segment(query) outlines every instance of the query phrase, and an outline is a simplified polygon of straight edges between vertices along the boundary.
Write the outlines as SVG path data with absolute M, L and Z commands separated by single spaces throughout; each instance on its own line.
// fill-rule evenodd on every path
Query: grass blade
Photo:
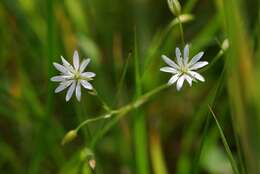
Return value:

- - - - -

- _WORK INSTRUCTION_:
Starting from the line that contains "Write the outlines", transcribe exactly each line down to the final line of the material above, excluding every picture and adding nothing else.

- _OUTPUT OF THE EXERCISE_:
Write the outlines as SVG path data with absolute M, L and Z commands separated by single spaces throughout; each instance on its own line.
// fill-rule evenodd on every path
Query: grass blade
Photo:
Return value:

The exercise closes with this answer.